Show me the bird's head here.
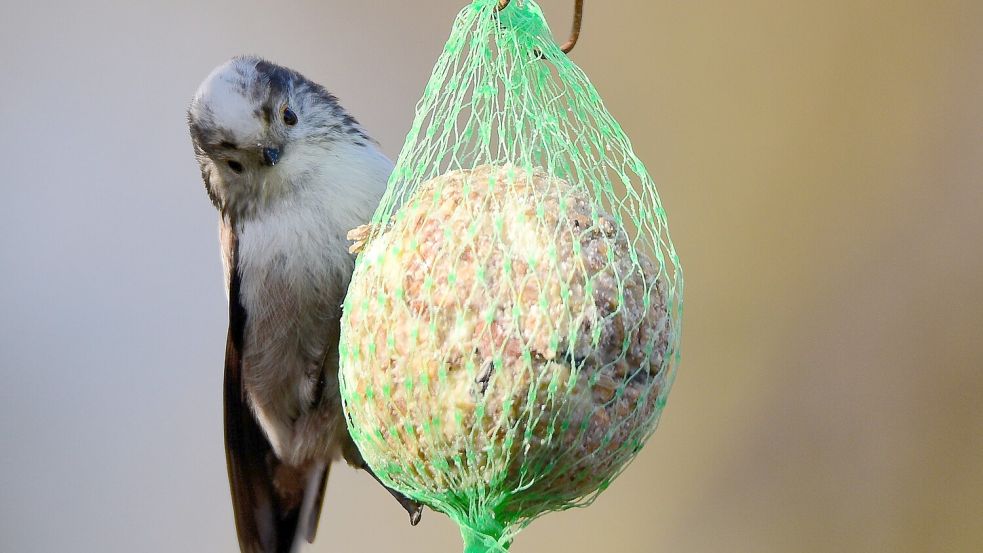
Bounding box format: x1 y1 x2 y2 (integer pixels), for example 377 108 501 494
188 57 371 219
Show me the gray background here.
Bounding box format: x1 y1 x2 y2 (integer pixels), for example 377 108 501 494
0 0 983 553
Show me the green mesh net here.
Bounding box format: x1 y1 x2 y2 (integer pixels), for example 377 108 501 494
340 0 683 552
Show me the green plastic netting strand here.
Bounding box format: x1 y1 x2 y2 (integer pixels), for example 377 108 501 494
340 0 683 553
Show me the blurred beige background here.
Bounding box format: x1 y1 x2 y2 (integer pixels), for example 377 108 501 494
0 0 983 553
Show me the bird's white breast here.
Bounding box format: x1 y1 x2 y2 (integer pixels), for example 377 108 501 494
239 144 392 458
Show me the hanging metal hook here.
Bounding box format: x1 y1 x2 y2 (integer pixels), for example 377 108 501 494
495 0 584 54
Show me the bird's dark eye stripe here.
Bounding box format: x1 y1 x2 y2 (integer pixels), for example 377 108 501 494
283 108 297 126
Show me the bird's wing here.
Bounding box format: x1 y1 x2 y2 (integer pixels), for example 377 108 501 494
223 229 327 553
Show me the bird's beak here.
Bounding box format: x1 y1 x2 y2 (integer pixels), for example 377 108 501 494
263 146 280 167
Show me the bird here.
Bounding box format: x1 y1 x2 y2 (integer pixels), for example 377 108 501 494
188 56 422 553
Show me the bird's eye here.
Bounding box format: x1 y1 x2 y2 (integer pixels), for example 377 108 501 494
283 108 297 127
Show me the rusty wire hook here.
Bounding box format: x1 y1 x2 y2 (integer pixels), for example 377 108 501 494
495 0 584 54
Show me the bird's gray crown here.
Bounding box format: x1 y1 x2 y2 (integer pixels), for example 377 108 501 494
188 56 372 218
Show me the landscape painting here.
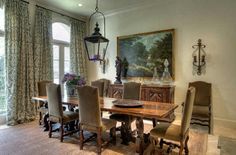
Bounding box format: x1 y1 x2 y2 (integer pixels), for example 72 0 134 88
117 29 174 78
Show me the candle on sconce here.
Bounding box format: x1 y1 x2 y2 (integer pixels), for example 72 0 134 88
193 55 197 63
202 55 205 62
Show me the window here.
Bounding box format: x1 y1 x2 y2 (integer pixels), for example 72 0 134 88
0 8 7 115
52 22 70 84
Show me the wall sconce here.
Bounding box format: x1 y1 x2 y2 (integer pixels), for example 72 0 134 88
192 39 206 75
84 0 109 63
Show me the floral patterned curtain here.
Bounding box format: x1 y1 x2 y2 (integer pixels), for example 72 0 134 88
0 0 5 8
70 19 88 81
5 0 35 125
34 7 53 83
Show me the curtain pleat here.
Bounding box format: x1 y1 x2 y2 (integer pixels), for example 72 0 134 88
5 0 35 125
70 19 88 81
34 7 53 87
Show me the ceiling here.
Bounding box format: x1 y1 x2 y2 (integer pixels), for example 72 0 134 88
36 0 157 16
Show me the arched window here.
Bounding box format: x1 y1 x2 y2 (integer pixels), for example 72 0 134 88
52 22 70 84
0 8 7 115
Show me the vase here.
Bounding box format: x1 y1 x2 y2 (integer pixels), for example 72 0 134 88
66 85 78 97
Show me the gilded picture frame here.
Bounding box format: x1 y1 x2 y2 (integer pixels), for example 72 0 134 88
117 29 174 78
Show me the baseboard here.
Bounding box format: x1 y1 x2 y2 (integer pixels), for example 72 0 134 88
175 112 236 128
214 117 236 128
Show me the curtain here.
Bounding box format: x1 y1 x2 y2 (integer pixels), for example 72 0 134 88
34 7 53 83
0 0 5 8
5 0 35 125
70 19 88 81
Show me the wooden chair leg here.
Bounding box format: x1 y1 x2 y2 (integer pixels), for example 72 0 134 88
80 130 84 150
110 127 116 145
97 128 102 154
160 138 163 149
179 141 184 155
60 122 64 142
39 112 42 125
208 116 211 134
184 136 189 154
48 121 52 138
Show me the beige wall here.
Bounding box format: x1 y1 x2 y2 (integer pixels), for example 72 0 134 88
88 0 236 122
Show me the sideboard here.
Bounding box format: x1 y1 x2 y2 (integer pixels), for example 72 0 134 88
108 84 175 123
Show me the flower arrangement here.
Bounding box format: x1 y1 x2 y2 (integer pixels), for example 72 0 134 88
62 73 86 86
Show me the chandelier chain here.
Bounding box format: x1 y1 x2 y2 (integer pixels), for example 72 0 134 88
95 0 98 12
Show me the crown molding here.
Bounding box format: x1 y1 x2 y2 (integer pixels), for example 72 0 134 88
104 0 159 17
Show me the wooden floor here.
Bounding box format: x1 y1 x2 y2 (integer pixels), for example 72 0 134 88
0 121 207 155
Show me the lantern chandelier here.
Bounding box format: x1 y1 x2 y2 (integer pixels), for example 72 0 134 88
192 39 206 75
84 0 109 62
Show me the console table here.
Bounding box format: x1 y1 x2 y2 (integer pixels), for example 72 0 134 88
108 84 175 125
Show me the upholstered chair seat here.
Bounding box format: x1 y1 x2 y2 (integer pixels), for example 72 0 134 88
189 81 212 133
110 114 135 122
192 105 210 118
150 122 182 141
50 111 79 123
91 80 104 97
78 86 116 154
46 83 79 142
91 79 111 97
149 87 195 155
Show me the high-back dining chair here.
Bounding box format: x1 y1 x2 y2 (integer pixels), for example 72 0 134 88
37 80 52 125
189 81 212 133
91 78 111 97
110 82 141 145
78 86 116 154
150 87 195 155
91 80 104 97
46 83 79 142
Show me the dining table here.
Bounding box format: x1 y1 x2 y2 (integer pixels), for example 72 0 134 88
32 96 178 154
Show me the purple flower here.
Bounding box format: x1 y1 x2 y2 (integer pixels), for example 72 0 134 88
62 73 86 86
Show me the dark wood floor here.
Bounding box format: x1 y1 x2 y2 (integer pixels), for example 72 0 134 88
0 121 207 155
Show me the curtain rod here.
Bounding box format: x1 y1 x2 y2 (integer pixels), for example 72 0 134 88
36 4 86 23
21 0 29 4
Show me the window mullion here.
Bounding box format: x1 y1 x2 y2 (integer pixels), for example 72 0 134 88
59 45 64 83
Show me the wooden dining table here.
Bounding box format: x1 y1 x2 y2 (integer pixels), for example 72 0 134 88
32 96 178 154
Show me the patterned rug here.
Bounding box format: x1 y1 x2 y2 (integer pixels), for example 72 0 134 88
0 121 207 155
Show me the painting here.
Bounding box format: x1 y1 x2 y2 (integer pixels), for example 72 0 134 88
117 29 174 78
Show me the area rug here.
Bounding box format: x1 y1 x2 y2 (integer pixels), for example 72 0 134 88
218 136 236 155
0 121 207 155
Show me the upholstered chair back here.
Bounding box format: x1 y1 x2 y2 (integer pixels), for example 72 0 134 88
78 86 101 127
189 81 211 106
91 80 104 97
123 82 141 100
181 87 196 135
37 81 52 96
99 78 111 96
46 83 63 118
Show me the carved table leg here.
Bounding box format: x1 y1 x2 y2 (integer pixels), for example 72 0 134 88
121 122 132 145
136 117 144 154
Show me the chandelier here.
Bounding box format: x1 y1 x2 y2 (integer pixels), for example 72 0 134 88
84 0 109 62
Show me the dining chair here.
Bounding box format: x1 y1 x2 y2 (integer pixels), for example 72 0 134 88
78 86 116 154
189 81 212 133
37 80 52 125
110 82 141 145
91 80 104 97
149 87 195 155
46 83 79 142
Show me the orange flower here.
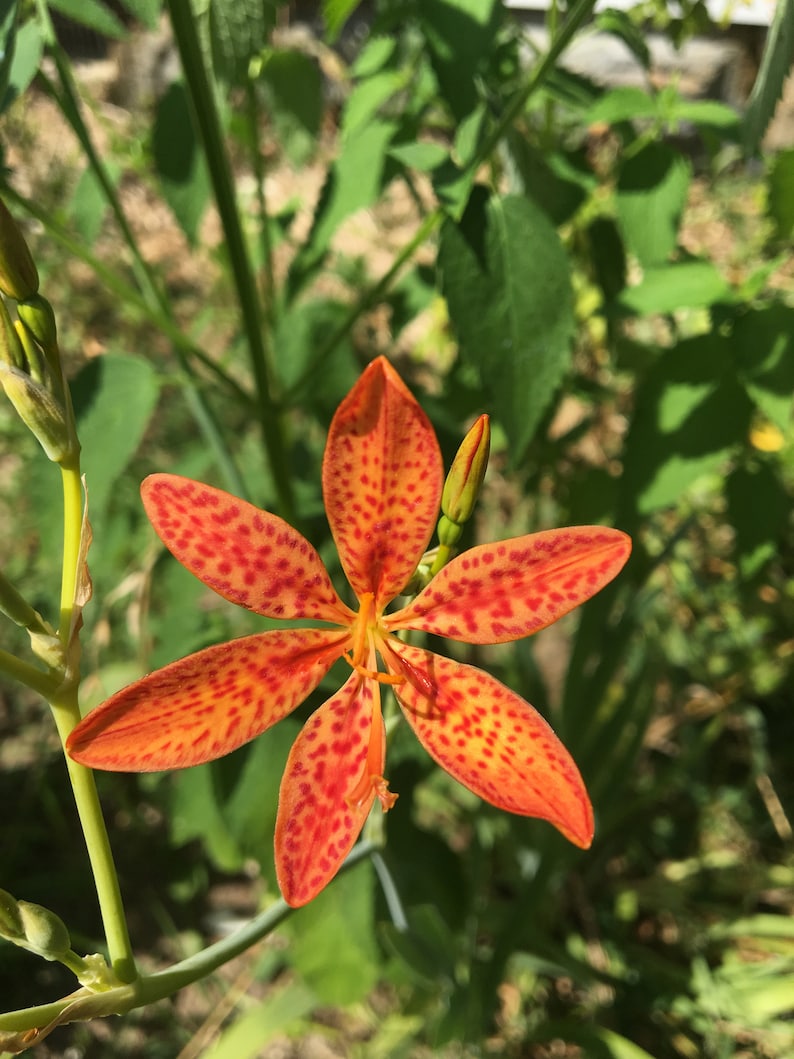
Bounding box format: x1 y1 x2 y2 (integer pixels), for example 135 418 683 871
68 357 631 907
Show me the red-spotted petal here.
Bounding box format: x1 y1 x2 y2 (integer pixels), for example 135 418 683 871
389 640 593 848
383 526 631 644
323 357 443 609
67 629 349 772
275 672 385 908
141 474 354 625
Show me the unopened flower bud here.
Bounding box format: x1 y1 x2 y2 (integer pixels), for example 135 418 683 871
17 294 58 352
0 890 24 940
0 363 72 463
439 415 491 525
18 901 72 959
0 200 38 302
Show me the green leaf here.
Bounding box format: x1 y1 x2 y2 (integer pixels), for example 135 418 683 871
616 143 691 268
71 158 122 246
201 982 317 1059
620 335 753 521
766 147 794 243
49 0 127 40
261 50 323 166
584 86 658 125
0 19 44 112
210 0 278 85
342 70 405 137
289 119 397 297
619 262 733 316
72 353 159 519
417 0 502 121
438 187 575 462
595 7 651 70
742 0 794 154
121 0 162 30
672 96 739 134
733 303 794 432
151 82 210 246
286 862 378 1005
725 463 791 580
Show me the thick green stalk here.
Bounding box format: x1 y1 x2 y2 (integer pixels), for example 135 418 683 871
50 459 137 982
0 841 376 1033
167 0 295 522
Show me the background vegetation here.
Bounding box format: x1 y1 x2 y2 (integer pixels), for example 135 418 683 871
0 0 794 1059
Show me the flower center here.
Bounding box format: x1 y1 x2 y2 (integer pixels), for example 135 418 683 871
343 592 405 684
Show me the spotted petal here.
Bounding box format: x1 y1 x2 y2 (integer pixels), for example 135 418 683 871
383 526 631 644
141 474 354 625
275 672 385 908
67 629 349 772
323 357 443 609
390 640 593 848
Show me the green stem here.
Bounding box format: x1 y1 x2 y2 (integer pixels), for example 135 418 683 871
167 0 295 522
50 459 137 982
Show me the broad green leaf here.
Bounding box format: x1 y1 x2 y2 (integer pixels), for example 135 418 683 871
766 147 794 241
584 86 658 125
742 0 794 154
121 0 162 30
619 262 733 316
289 119 397 295
594 7 651 70
0 0 19 112
151 82 210 246
438 187 575 462
733 303 794 432
342 70 405 137
615 143 691 268
381 904 457 987
0 19 44 112
168 761 246 872
417 0 502 122
201 982 317 1059
323 0 361 44
620 335 753 512
389 143 449 173
72 353 159 520
725 463 792 577
286 863 378 1004
210 0 278 85
49 0 127 40
673 97 739 136
261 50 323 166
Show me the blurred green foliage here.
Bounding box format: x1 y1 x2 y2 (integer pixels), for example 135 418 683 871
0 0 794 1059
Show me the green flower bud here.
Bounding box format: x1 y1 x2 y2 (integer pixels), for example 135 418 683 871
0 890 24 940
17 294 58 352
0 363 72 463
18 901 72 959
0 298 28 370
0 199 38 302
439 415 491 527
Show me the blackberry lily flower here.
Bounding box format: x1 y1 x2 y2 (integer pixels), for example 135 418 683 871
68 357 631 907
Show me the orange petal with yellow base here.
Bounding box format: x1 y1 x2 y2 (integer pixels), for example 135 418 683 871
323 357 444 609
275 672 387 908
383 526 631 644
141 474 355 625
67 629 350 772
389 640 593 849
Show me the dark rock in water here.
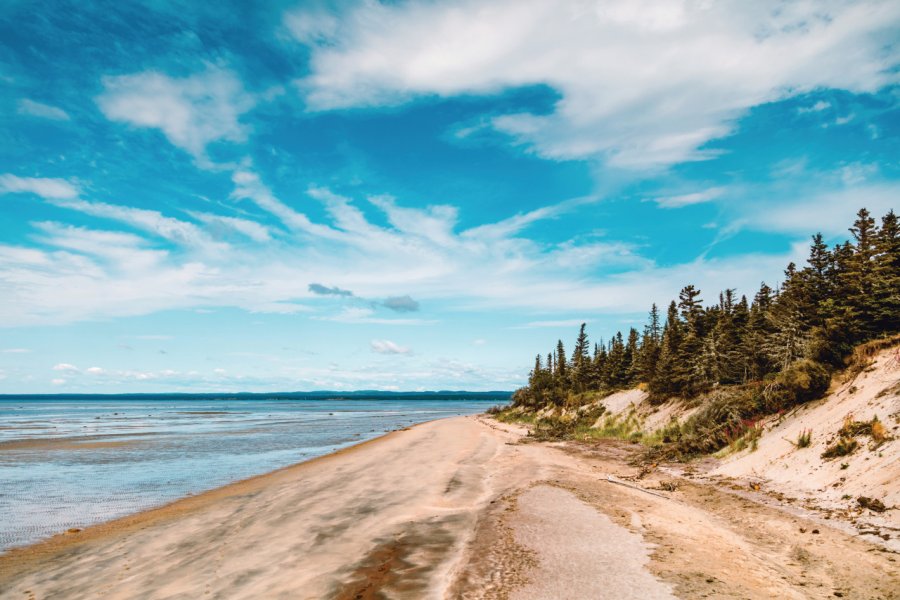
——————————
### Exercise objective
List every line above that contains the word "blurred". Case counts, so match the word with its capitalization unchanged.

### Answer to this problem
Show me the blurred beige background here.
Show me the blurred green foliage here.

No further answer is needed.